----- Selected extract

The good news released late last Friday, was that by creating some operational efficiencies, Norco have been able to increase its farmgate price to its farmers by 6.5c/L and are now on par with that being paid by Parmalat and Lion.

On top of Norco’s announcement last week was the news that the Australia dairy industry has waited for. Woolworths’ announcement that it would no longer sell fresh milk for $1/L but would increase its minimum price to $1.10 was a bold, brave move. It showed true leadership for them to stand alone and come out fighting for our farmers. Most importantly for our farmers is that the full 10 cent increase will be passed back to its suppliers via Parmalat.

This move was not about increasing profit. It was not about publicity. It was the Woolworths’ Board, CEO, COO and CFO unanimously agreeing that having a floor price on milk, or any other basic commodity for that matter, was unsustainable and ultimately, not in the best interests of the consumer.

Time and again, we see weather events causing short term scarcity in some of our favourite produce. Due to the 1 in 500-year weather event in the Townsville region, livestock and crops were flooded and lost. As a result, shoppers are feeling a significant pinch at the checkout or having to go without.

Coles constantly proclaims its strategic direction is always based on what’s good for the customer. We must ask; how can a discounting policy that is leading to permanent scarcity in supply caused by farm closures possibly be good for the consumer? Already the Queensland dairy industry is unable to meet our state’s fresh milk needs due to farms going out of business.

Unstable and unprofitable farmgate pricing and predatory pricing practices from supermarkets like Coles squeezes the profitability at all points in the value chain to the point of unsustainability. If Coles continues to ignore the needs of the dairy industry, they will face the wrath of shoppers forced to buy inferior and / or imported dairy.

As a Norco supplier myself, I am torn between the company whose private label contains the bulk of my milk or supporting a company that ultimately has the true and best interests of the dairy industry at heart. That’s why now, I pick Woolies.

Mr Matthew Trace – Vice-President Queensland Dairyfarmers’ Organisation.

Dear Coles....


While many dairy farmers are frustrated and talking a lot about their issues with the grain prices due to the drought, it is good for us to get individual stories that go to the heart of the matter. This letter to Coles from the Darling Downs from Donna and Mark Fitch outlines the true costs to farms.

Thank you for your drought relief funds- however I would like to make a point that the Consumers are actually the ones receiving Charity - from the pockets of the Dairy Farmers who are trying to make ends meet-and in many cases are unable to.

----------
----- Material shown

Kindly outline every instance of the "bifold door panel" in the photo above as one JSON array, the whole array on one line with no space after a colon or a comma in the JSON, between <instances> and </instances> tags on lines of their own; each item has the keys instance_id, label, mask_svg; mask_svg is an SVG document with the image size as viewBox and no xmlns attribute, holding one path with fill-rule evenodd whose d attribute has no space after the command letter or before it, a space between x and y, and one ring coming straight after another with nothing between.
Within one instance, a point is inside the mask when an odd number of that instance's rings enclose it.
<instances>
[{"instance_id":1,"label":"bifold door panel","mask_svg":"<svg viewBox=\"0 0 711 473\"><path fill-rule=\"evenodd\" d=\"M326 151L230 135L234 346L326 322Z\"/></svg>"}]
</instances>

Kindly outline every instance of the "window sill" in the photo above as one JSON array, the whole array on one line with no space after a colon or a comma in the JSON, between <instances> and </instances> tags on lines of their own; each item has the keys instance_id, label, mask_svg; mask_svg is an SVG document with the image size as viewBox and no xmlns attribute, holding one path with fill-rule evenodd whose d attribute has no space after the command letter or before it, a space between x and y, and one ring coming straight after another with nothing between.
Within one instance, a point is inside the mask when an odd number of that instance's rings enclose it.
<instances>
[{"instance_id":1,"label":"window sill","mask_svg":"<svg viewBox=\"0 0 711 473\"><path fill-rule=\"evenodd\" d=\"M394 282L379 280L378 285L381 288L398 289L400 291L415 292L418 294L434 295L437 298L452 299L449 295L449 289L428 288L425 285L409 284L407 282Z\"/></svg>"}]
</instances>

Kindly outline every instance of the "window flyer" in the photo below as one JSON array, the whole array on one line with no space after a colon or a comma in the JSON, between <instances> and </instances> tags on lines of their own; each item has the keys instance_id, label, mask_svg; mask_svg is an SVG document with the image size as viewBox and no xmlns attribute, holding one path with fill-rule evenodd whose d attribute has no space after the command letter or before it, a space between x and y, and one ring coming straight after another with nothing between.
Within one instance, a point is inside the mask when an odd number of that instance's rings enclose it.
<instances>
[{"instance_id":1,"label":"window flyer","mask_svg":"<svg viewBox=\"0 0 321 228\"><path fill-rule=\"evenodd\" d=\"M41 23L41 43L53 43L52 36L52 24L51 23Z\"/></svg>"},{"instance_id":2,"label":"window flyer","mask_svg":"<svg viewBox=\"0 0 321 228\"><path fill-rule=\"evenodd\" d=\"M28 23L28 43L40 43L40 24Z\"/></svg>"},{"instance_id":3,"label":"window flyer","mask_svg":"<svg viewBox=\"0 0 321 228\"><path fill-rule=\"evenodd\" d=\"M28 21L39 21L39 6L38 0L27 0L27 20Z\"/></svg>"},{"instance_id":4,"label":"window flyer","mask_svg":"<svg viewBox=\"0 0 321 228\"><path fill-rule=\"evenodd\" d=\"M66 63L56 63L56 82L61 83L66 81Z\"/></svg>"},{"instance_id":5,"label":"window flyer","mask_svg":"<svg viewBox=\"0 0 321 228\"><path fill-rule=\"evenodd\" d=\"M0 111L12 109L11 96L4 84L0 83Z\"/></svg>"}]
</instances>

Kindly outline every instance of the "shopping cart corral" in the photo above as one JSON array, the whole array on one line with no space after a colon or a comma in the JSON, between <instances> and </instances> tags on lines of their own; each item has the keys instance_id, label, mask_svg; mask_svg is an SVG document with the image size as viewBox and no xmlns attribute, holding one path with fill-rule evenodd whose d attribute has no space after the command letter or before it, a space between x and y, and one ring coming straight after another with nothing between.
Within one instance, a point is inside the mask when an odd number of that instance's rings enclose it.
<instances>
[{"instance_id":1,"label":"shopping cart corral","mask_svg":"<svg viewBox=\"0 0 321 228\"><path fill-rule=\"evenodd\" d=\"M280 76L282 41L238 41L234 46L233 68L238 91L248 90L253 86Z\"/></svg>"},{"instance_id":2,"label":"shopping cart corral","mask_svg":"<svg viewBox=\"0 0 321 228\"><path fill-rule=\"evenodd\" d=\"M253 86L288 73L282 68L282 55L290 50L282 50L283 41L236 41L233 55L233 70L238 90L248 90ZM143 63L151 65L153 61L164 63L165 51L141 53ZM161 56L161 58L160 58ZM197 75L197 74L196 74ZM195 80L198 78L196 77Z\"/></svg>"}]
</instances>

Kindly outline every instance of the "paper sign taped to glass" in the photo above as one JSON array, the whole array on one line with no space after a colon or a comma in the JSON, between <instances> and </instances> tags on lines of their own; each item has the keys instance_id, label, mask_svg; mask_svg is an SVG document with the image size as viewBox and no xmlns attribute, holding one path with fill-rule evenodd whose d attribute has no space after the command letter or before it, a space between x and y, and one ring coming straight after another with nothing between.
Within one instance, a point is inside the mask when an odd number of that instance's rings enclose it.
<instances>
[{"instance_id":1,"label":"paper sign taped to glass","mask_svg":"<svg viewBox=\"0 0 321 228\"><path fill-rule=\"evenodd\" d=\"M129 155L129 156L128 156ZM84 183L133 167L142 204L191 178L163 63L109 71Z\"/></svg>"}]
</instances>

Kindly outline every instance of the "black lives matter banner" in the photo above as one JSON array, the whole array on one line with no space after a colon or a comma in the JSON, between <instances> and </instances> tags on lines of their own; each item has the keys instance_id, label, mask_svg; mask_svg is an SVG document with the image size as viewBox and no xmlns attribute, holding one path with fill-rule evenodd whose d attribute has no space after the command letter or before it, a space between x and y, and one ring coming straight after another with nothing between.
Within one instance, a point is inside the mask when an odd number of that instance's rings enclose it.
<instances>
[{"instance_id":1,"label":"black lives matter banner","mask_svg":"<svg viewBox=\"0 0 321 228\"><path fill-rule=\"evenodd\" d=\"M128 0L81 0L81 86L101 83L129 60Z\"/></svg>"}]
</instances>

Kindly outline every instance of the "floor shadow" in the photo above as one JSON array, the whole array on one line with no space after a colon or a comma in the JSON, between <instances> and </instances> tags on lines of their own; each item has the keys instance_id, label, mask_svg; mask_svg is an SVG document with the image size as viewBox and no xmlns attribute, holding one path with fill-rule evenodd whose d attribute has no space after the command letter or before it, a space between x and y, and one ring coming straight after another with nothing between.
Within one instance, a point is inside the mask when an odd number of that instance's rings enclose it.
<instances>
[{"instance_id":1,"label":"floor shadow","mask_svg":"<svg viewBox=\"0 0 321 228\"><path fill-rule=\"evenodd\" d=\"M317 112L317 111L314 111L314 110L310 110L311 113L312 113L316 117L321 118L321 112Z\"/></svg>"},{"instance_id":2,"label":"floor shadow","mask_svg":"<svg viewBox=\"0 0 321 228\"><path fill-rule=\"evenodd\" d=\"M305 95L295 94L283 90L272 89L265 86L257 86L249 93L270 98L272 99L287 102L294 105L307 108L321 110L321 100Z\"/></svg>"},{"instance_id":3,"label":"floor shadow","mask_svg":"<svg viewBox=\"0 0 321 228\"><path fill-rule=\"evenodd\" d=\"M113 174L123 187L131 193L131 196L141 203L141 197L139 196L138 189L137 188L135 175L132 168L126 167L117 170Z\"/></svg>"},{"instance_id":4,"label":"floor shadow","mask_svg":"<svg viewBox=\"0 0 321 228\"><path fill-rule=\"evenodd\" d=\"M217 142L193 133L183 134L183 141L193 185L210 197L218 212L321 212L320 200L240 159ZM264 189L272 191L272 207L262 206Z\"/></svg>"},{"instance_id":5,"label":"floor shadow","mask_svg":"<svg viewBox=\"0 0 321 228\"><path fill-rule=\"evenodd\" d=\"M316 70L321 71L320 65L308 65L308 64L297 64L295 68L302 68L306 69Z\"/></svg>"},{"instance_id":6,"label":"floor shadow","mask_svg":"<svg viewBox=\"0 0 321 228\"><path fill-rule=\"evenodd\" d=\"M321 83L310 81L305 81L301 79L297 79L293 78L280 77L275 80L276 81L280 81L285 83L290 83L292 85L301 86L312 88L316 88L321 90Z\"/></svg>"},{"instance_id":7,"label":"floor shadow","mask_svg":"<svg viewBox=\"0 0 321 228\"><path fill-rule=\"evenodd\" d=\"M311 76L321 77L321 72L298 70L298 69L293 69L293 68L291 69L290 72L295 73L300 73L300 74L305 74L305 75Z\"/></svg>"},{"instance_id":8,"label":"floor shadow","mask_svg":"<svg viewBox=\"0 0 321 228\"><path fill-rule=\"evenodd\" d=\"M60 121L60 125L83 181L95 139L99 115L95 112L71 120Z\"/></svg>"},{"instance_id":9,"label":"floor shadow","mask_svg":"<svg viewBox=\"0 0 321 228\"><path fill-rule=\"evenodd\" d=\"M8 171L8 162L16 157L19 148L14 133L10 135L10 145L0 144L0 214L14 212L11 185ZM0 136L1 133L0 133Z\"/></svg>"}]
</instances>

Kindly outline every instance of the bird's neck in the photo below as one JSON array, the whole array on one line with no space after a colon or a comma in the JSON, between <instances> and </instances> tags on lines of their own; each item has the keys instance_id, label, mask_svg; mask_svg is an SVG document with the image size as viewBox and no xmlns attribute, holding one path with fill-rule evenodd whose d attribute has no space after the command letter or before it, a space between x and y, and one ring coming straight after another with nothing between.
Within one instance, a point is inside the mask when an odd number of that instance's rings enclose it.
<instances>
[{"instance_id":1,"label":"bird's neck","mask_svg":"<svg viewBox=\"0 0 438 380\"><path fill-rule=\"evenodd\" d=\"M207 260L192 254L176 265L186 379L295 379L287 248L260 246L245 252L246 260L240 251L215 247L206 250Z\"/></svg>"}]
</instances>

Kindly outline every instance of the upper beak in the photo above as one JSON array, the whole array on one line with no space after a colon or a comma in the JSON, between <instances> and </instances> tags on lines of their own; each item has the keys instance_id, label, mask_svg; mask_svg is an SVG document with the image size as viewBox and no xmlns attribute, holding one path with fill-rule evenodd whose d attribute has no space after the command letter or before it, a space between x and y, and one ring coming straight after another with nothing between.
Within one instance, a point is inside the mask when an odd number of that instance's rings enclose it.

----------

To-do list =>
a. Change "Woolies" to "Woolworths" in the dairy pricing text, starting with "Unstable and unprofitable" and going on through "Queensland Dairyfarmers’ Organisation.", and give that passage with the change made.
b. Put this sentence from the dairy pricing text into Spanish: "This move was not about increasing profit."
The items above are separate material, unrelated to the dairy pricing text.

Responses for each task =>
a.
Unstable and unprofitable farmgate pricing and predatory pricing practices from supermarkets like Coles squeezes the profitability at all points in the value chain to the point of unsustainability. If Coles continues to ignore the needs of the dairy industry, they will face the wrath of shoppers forced to buy inferior and / or imported dairy.

As a Norco supplier myself, I am torn between the company whose private label contains the bulk of my milk or supporting a company that ultimately has the true and best interests of the dairy industry at heart. That’s why now, I pick Woolworths.

Mr Matthew Trace – Vice-President Queensland Dairyfarmers’ Organisation.

b. Esta medida no tenía que ver con aumentar las ganancias.